• [Records for the exercise]
>>>>

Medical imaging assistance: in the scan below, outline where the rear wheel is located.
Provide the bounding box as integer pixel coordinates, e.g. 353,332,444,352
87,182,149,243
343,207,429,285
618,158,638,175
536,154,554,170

<<<<

Render the lines above as a Markdown table with the columns "Number" and "Text". Give each line its own row, numbered in order, and leave out any blank lines.

| Number | Text |
|---|---|
| 1 | Medical imaging assistance: in the scan below, outline where the rear wheel is located. |
| 2 | Provide the bounding box as integer pixel coordinates, e.g. 353,332,444,352 |
| 3 | 87,182,149,243 |
| 4 | 343,207,429,285 |
| 5 | 618,158,638,175 |
| 6 | 536,154,554,170 |